### Boundary annotation records:

◆ ◆ ◆

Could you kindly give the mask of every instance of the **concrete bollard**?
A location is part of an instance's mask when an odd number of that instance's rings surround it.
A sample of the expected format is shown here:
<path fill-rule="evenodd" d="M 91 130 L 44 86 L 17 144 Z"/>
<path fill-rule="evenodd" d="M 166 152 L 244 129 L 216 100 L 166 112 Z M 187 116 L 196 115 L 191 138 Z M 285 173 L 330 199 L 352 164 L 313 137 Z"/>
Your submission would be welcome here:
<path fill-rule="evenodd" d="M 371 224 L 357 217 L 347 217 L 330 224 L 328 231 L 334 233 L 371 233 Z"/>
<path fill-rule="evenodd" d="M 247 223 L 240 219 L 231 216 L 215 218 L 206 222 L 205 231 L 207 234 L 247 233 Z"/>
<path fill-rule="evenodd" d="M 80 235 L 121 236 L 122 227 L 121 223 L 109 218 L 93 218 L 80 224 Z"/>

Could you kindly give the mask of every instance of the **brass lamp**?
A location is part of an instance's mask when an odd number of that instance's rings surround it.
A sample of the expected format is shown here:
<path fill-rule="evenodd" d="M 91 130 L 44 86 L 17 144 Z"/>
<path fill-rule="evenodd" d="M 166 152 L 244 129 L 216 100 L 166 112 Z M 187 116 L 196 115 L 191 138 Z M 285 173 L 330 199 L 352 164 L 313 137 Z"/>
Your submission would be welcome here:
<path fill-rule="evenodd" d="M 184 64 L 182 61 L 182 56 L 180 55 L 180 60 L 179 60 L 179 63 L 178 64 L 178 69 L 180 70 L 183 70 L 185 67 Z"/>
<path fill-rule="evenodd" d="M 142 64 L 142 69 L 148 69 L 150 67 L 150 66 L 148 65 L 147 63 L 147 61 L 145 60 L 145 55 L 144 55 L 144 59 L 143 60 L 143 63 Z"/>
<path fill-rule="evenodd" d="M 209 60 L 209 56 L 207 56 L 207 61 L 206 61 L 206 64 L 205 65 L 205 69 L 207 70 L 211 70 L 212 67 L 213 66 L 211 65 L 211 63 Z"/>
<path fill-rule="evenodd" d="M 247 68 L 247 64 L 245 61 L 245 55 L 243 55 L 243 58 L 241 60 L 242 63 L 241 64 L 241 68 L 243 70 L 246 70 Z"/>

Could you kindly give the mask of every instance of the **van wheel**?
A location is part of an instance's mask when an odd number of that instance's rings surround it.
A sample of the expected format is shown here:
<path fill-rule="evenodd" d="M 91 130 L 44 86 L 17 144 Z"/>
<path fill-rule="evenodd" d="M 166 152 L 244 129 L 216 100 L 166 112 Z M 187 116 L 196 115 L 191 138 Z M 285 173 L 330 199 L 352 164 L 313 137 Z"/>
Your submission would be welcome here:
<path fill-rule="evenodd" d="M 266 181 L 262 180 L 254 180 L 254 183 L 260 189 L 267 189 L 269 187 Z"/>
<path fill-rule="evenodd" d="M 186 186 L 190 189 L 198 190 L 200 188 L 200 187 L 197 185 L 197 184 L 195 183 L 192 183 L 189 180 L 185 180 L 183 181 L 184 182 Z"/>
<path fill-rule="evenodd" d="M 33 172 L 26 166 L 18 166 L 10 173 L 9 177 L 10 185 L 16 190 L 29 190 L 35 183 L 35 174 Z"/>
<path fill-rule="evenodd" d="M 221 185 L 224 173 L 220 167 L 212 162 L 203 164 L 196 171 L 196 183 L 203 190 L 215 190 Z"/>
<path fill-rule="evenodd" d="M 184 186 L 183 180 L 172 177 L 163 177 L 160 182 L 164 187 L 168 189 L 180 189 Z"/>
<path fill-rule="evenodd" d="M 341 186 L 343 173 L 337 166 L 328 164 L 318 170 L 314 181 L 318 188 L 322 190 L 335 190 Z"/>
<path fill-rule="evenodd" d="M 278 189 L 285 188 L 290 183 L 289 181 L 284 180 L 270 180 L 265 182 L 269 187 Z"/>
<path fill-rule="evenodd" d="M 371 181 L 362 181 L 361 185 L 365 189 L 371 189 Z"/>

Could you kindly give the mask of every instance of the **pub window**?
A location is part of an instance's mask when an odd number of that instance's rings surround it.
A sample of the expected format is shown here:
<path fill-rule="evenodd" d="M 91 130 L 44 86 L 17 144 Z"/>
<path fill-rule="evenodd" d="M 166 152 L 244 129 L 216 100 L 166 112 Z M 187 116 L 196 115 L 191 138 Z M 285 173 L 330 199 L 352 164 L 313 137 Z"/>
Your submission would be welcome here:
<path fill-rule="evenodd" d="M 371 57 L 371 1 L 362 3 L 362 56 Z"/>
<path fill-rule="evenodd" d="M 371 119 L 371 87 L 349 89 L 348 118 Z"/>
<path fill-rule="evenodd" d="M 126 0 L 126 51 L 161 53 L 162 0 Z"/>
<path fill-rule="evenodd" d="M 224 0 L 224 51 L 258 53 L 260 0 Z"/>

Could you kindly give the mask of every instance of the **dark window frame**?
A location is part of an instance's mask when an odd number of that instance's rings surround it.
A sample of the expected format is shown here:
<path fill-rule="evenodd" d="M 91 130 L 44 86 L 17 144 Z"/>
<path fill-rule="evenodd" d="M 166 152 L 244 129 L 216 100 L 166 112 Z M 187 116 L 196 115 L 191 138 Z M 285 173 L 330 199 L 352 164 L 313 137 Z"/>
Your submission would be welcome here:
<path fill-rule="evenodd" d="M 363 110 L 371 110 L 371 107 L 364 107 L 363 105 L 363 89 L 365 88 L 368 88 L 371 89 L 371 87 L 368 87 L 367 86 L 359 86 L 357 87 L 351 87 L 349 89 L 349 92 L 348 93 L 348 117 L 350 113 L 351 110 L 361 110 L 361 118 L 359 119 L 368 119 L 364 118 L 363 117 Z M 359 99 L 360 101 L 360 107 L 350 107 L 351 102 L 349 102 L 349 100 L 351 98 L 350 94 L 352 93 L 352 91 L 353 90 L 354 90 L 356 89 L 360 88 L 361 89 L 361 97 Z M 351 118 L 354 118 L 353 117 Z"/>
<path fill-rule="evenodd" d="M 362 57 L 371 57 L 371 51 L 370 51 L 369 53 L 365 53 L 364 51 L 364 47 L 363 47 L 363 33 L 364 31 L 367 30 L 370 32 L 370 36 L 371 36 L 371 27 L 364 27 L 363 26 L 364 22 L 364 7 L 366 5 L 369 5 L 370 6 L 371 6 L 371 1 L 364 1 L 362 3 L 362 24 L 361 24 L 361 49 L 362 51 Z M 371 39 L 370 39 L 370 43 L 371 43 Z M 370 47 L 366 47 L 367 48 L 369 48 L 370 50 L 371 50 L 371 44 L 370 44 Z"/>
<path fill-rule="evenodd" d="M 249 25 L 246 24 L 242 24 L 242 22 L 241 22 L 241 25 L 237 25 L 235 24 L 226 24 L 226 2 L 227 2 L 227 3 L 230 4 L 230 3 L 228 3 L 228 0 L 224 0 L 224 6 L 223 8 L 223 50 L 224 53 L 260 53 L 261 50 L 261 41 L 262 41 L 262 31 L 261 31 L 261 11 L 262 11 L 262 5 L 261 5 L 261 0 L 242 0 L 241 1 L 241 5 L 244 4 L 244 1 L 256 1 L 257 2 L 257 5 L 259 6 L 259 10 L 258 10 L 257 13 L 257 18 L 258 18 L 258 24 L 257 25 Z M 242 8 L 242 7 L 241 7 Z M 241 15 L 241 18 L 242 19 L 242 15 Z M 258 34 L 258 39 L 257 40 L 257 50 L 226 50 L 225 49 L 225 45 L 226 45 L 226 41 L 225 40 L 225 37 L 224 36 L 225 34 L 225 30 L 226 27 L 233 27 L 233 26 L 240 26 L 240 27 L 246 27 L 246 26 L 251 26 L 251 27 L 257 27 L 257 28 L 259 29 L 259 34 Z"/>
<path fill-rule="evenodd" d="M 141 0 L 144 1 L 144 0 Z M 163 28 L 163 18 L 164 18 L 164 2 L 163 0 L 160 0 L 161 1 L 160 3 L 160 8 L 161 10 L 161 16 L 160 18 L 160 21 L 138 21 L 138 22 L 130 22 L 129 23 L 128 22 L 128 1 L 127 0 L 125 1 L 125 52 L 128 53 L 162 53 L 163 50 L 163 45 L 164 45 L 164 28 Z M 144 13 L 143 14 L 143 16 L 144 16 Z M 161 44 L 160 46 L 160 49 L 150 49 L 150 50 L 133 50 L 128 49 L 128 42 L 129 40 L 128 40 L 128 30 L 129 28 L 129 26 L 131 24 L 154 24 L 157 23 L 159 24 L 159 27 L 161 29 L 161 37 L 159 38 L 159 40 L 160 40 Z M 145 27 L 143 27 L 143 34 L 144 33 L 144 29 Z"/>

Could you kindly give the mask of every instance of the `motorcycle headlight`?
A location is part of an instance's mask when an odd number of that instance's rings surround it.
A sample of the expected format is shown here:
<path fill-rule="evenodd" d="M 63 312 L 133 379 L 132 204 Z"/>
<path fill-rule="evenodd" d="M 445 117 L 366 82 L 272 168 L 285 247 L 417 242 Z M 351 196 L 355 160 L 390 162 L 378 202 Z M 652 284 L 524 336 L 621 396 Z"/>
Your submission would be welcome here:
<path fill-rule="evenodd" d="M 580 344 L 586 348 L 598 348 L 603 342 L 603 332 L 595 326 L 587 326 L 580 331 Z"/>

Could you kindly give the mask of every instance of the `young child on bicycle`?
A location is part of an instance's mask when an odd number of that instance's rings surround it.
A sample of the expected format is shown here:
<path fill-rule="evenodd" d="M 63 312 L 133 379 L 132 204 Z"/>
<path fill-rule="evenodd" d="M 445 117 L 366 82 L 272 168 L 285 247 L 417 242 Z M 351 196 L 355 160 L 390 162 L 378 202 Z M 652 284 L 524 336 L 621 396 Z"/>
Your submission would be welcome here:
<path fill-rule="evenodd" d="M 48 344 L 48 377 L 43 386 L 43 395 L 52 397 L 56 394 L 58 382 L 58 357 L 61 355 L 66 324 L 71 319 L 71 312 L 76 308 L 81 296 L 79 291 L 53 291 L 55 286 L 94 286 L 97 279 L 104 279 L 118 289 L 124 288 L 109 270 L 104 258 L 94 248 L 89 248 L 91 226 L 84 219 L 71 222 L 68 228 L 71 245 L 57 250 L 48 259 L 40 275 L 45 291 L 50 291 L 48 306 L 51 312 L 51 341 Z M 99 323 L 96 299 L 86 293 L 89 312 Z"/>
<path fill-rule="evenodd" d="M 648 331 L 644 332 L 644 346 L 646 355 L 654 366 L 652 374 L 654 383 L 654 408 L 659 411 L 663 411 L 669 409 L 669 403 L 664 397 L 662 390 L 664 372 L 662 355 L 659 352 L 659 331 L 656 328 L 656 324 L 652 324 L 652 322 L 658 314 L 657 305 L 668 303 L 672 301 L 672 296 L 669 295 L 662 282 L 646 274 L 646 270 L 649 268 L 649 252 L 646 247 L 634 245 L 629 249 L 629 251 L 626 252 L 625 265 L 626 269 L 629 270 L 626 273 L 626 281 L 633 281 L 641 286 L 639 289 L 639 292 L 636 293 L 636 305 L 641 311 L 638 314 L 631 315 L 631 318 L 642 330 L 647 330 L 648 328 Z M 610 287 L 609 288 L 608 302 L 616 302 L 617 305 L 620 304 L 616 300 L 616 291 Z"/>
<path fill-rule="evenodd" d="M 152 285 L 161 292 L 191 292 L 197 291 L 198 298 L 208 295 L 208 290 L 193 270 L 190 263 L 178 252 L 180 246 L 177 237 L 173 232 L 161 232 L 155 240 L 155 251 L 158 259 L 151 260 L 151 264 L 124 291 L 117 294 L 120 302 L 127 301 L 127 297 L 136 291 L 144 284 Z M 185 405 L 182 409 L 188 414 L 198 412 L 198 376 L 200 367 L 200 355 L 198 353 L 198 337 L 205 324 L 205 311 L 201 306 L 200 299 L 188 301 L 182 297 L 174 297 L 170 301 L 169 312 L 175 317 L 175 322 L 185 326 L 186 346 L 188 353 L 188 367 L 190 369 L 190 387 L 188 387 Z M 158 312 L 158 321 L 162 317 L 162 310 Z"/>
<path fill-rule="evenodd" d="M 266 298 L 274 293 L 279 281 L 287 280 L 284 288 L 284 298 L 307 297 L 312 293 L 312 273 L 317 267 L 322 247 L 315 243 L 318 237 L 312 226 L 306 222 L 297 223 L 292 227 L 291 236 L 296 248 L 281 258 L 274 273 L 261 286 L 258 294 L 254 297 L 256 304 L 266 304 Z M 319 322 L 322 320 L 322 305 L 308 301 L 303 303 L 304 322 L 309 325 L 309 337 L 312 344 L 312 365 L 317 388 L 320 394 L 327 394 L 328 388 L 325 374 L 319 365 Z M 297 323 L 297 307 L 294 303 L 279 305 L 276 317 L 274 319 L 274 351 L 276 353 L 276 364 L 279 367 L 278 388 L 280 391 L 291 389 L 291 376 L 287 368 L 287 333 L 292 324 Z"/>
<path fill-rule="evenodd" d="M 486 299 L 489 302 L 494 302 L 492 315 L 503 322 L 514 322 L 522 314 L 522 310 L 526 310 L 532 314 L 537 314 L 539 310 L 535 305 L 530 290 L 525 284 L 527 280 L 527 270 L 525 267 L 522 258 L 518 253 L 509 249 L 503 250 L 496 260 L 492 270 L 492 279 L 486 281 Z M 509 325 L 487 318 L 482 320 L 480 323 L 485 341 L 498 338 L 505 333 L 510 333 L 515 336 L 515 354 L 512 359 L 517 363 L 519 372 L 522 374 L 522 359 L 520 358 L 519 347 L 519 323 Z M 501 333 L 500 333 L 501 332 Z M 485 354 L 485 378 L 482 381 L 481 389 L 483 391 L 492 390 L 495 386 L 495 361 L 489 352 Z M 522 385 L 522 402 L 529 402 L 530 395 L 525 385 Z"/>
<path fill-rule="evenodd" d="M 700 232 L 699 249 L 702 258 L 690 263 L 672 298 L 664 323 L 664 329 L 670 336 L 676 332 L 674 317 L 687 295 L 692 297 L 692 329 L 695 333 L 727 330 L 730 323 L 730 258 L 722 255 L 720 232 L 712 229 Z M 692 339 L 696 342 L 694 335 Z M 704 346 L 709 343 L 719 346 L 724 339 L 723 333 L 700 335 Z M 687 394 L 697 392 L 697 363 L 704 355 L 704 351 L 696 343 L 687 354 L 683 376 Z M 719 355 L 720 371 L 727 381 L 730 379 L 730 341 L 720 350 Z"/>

◆ ◆ ◆

### Written request:
Copy out the listing from its first line through the line containing "80 235 L 121", inclusive.

### The result:
Could you kindly give the mask of every instance of the **concrete bollard**?
A location is part of an instance's mask when an odd number of that instance's rings surround it.
A sample of the expected format is shown here:
<path fill-rule="evenodd" d="M 91 130 L 44 86 L 17 144 Z"/>
<path fill-rule="evenodd" d="M 166 152 L 244 129 L 216 100 L 166 112 Z M 187 116 L 196 115 L 191 138 Z M 285 173 L 330 199 L 352 164 L 313 137 Z"/>
Your submission would be welcome here:
<path fill-rule="evenodd" d="M 371 224 L 357 217 L 347 217 L 330 224 L 328 231 L 334 233 L 371 233 Z"/>
<path fill-rule="evenodd" d="M 247 223 L 240 219 L 231 216 L 215 218 L 206 222 L 205 231 L 207 234 L 247 233 Z"/>
<path fill-rule="evenodd" d="M 80 235 L 121 236 L 122 227 L 121 223 L 109 218 L 93 218 L 80 224 Z"/>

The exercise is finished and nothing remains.